What needs to be done — Using the records below, copy out exactly the line that contains "Task: For every instance of the wheel" and every line that follows it, up to and including the last, and no others.

— begin Data for this exercise —

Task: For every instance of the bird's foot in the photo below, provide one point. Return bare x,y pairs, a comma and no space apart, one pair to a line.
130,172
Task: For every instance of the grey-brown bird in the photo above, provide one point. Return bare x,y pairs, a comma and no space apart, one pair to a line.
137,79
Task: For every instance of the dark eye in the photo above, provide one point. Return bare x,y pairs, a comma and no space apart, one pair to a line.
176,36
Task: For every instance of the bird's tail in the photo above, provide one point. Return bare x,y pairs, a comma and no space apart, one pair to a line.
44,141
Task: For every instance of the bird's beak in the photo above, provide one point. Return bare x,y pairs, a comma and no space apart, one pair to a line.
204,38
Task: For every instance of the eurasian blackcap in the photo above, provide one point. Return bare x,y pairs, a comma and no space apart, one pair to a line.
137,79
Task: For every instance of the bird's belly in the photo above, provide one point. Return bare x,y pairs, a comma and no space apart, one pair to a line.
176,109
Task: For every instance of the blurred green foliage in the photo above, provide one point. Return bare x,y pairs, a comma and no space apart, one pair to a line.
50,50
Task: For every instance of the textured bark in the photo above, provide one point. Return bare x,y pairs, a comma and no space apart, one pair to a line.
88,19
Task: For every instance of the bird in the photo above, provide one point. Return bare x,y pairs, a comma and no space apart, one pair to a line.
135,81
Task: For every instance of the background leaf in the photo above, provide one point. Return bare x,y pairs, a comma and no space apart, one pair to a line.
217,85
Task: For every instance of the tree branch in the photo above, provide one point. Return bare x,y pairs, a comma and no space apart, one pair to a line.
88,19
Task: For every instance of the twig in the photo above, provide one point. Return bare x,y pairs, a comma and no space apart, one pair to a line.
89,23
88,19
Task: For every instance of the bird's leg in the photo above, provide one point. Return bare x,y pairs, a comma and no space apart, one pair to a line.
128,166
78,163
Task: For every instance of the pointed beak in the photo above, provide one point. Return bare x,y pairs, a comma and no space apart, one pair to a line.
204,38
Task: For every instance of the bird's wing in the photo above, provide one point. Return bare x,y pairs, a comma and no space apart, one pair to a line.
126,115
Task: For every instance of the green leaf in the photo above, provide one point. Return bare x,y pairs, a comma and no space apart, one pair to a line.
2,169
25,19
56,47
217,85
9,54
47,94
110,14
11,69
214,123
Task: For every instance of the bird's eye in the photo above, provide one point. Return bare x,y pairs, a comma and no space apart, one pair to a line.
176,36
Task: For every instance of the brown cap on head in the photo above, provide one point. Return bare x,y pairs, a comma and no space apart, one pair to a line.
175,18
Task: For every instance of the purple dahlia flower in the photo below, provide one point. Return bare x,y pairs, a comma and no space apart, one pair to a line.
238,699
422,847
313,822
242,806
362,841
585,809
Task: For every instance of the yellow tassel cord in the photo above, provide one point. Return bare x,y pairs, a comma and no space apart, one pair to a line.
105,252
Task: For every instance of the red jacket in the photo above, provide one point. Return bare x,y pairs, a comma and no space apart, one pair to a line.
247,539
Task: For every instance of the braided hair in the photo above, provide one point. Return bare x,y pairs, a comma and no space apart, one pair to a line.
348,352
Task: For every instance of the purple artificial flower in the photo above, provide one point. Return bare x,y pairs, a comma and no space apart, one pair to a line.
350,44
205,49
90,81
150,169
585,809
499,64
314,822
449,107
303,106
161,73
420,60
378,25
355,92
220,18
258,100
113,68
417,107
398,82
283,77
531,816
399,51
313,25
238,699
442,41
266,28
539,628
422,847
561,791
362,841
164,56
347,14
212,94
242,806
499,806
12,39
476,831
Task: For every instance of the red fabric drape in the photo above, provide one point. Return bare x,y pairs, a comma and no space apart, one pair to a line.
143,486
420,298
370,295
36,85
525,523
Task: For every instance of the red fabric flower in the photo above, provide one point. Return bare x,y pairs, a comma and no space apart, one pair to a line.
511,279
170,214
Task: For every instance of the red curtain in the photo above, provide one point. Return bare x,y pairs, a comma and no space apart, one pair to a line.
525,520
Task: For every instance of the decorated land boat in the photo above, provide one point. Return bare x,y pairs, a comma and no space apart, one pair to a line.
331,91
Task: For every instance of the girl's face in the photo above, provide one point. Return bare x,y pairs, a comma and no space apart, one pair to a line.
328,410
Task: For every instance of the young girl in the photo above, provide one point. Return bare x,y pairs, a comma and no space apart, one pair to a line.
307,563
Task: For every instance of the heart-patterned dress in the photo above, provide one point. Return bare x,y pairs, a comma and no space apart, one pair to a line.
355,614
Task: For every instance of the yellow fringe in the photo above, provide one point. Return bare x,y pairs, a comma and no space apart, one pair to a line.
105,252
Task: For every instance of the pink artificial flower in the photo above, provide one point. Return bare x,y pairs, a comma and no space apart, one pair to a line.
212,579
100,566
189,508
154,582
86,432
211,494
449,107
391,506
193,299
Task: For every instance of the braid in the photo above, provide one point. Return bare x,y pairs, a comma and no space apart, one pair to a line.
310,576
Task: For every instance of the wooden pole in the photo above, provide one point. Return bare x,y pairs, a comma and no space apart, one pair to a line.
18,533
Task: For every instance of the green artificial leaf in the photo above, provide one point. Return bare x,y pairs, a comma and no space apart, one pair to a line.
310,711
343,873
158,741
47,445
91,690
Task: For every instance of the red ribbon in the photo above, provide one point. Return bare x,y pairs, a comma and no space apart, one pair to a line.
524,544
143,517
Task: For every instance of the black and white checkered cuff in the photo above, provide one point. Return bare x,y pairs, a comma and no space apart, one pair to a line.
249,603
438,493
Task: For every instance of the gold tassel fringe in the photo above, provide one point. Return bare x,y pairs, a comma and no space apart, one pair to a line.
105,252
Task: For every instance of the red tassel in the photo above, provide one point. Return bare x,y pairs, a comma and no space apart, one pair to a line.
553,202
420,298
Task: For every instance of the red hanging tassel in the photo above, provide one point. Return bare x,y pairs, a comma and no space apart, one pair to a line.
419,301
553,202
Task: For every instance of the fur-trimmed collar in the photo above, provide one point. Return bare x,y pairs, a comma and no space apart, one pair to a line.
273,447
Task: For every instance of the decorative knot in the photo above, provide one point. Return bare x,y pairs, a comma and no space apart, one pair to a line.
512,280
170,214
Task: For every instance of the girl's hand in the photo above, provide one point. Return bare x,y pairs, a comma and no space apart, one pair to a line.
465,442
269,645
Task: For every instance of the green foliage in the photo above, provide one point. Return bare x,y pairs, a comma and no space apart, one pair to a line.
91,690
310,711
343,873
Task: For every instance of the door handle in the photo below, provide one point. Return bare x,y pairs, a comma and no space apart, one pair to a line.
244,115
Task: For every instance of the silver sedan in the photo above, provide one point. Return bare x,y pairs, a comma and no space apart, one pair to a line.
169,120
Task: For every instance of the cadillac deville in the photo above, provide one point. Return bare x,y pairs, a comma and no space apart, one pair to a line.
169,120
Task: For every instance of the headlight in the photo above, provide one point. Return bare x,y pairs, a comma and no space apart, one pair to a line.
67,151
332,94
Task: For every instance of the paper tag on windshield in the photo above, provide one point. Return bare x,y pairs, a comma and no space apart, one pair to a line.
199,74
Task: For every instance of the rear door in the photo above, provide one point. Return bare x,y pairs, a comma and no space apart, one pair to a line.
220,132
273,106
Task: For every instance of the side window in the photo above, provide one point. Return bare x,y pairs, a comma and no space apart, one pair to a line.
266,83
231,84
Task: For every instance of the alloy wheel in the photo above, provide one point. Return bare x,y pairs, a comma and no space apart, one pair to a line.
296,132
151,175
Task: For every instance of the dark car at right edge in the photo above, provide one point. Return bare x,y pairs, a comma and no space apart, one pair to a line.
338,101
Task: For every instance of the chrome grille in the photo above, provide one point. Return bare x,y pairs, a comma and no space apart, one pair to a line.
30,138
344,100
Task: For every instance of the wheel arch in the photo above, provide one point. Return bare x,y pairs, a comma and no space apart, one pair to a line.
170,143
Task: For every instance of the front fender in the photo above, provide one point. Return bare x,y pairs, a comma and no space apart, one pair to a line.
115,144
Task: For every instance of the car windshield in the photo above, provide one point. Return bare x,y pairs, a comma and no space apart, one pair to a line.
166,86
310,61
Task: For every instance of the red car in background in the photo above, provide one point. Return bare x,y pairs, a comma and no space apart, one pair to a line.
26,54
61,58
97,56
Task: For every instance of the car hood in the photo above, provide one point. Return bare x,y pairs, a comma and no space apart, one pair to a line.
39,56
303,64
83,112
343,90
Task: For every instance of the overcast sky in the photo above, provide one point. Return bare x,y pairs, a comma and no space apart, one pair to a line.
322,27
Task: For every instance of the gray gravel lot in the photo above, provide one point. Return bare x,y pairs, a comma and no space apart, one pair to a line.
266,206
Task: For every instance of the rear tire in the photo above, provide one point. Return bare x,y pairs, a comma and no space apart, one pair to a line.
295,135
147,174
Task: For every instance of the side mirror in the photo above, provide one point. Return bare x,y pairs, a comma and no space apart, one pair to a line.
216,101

— end Data for this exercise —

Solution —
Task: For every instance of the wheel arch in the photo above, provide one point. Return bare x,y pairs, a comma and no space apart, one pair to a line.
170,143
Task: For every instance of the front fender in the photo above, provide one point. Return bare x,y pairs, a comma and no space apart, one pair to a line.
115,144
Task: For every instance of the car windshield in the photo above, provide one point. Return bare x,y pairs, a comma and no space apart, one pair to a line.
166,86
310,61
Task: For every instance of the red car in background in the photo above, provide one point. Return bare x,y pairs, a comma and no space apart, one pair to a line.
26,54
61,58
97,56
Task: For every instance of the car hood in the photo above, provide one point. Return bare x,y pairs, a comma and no space apart, one pair to a line.
39,56
303,64
83,112
343,90
Task: For every instance of the overcast sky in the photo above, provide one point. Return bare x,y pairs, a comma and no space apart, one pair to a line.
322,27
Task: For every instance of the gray gravel lot in the photo above, provide one point. Return bare x,y pairs, a comma and no space apart, one pair to a line.
266,206
Task: For every instance of the rear tire in the photo above, provide one point. Return bare x,y pairs, a comma and no space apart, one pair to a line.
295,135
147,174
Task: For every instance of the side mirror in the photo above, provide one point. Return bare x,y pairs, a comma and no space apart, one pair to a line.
216,101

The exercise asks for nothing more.